Ex-architect Edward Murray talks about how food and architecture go hand in hand

I came to Edinburgh to study architecture and, on graduating, thought that was the career I would follow. Although lucky enough to get a job in a fantastic little office, it became slowly apparent that architecture wasn’t for me – I lacked the patience necessary to work on something that might take years to complete. There’s an enormous crossover between the two subjects. Restaurants are, after all, buildings and the architecture is as important a part of the experience as the food or service.

The nature of the space in which someone dines is intrinsic to their experience of the meal. The Gardener’s Cottage grew out of a belief that dining should be an inclusive, social activity, and should connect diners to one another, to chefs and producers, and to a time and place. One of the things I really enjoy about architecture and food is that, although both are fundamentally necessary things that can be considered from a functional point of view, they are also both deeply complex socially, politically and emotionally. They also relate directly to what it is to be human.

As long as chefs and restaurateurs recognise and respect the importance of architecture and the necessity of provoking and inspiring it, and architects view the production, transformation and consumption of food in the same way, they should get along famously.

Edward Murray, with Dale Mailley, is the co-owner and chef at The Gardener’s Cottage, Edinburgh.

▶ [DATA RECORDS]:
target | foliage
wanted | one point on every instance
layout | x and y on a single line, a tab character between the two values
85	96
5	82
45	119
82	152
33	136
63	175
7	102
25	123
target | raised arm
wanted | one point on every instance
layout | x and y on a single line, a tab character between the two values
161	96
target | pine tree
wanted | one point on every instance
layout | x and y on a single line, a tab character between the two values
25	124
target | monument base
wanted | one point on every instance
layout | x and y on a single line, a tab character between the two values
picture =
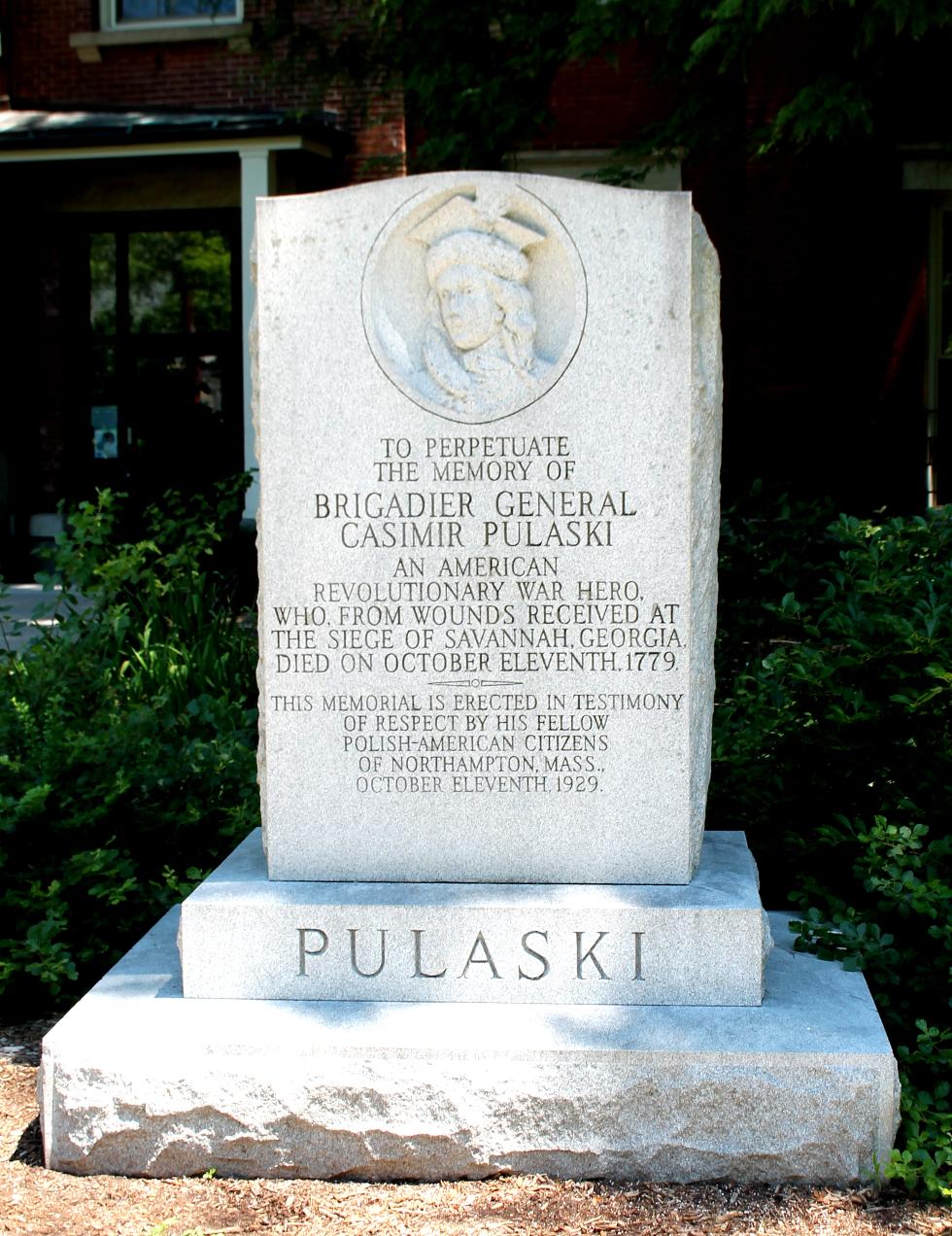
139	1081
246	937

▶ [EXERCISE SET]:
a - In the piece on food and architecture, why did Edward Murray conclude that architecture was not the career for him?
b - From the piece on food and architecture, return the passage word for word, beginning at the words "As long as chefs" and stopping after "Gardener’s Cottage, Edinburgh.".

▶ [TASK ANSWERS]:
a - He lacked the patience needed to work on something that might take years to complete.

b -
As long as chefs and restaurateurs recognise and respect the importance of architecture and the necessity of provoking and inspiring it, and architects view the production, transformation and consumption of food in the same way, they should get along famously.

Edward Murray, with Dale Mailley, is the co-owner and chef at The Gardener’s Cottage, Edinburgh.